Prompt:
Find the line that contains "If you could mark the insect thorax"; please output it and each line after it, exactly as shown, up to the end of the entries below, skipping pictures.

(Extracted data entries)

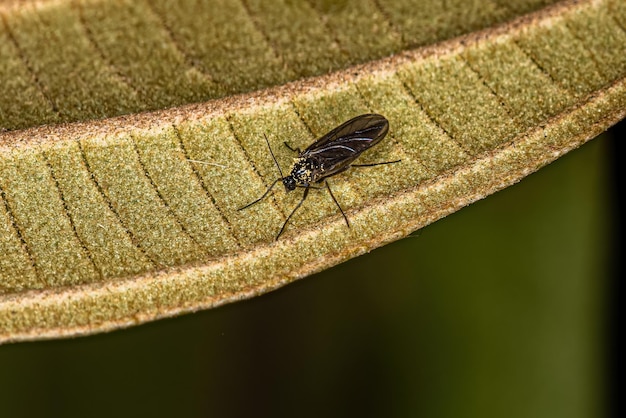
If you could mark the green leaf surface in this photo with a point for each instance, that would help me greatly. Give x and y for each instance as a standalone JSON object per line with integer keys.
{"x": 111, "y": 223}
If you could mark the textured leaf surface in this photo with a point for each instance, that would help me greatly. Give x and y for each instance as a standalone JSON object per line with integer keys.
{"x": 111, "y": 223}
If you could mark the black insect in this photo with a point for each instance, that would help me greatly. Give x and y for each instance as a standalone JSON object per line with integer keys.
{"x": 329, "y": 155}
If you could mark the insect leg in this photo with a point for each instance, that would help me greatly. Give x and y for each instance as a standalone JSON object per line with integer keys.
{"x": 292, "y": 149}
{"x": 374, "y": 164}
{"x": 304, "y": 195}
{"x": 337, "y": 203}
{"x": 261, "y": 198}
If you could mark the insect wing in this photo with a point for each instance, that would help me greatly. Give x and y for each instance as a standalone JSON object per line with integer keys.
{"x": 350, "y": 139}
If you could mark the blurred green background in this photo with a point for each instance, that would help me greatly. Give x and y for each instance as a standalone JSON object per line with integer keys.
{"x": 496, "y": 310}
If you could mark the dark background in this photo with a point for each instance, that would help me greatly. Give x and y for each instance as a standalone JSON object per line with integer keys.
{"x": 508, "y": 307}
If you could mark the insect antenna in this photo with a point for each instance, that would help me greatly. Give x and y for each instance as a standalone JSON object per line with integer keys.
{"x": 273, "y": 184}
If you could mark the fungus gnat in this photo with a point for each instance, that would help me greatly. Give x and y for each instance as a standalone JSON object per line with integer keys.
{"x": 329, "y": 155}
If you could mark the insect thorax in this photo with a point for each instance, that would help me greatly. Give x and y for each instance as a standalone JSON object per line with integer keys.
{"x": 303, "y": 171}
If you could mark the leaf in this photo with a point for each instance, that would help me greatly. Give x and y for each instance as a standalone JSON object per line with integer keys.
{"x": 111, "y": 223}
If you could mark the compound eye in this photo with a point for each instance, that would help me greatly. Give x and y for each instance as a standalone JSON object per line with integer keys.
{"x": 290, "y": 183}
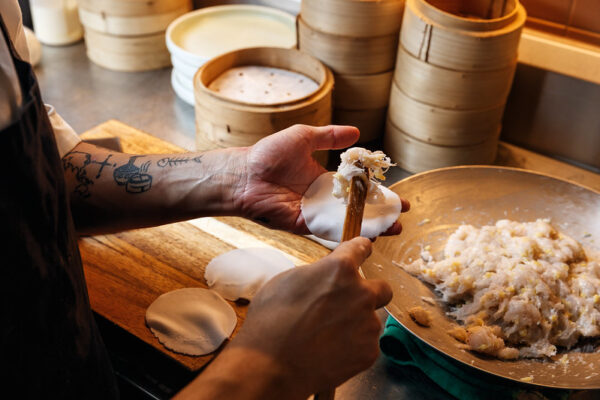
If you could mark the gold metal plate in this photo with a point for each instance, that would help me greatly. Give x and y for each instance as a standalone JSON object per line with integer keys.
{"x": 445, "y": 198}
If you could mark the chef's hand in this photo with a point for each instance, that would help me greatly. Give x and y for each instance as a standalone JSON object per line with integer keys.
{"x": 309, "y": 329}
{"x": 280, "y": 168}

Finished exercise:
If you could mark the insect thorax in this photo with a point for each instance, that would help me greatly. Give x and y for each instance as a standalone JSON object per line with integer keys.
{"x": 303, "y": 171}
If you could mark the leaf in this photo with a point for each instance, that would help me greatly. Give x and y for each instance as a standalone JSON object per line with integer keys.
{"x": 111, "y": 223}
If you could mark the compound eye in this photo with a point for each instance, that would help me greatly. Give x and y for each instance as a standalone JSON object per line with integer keys.
{"x": 290, "y": 183}
If you could mark the gold metal plate in this photo with a point for each instance, that would help me greatly. Give x and y for each instance as a standalone JSON object per line with integer keys.
{"x": 445, "y": 198}
If you could mark the chef's hand in this photo with a point for each instance, that would help me greatly. Give x and y for each instance as a standalone JSON object per line with integer keys.
{"x": 309, "y": 329}
{"x": 280, "y": 168}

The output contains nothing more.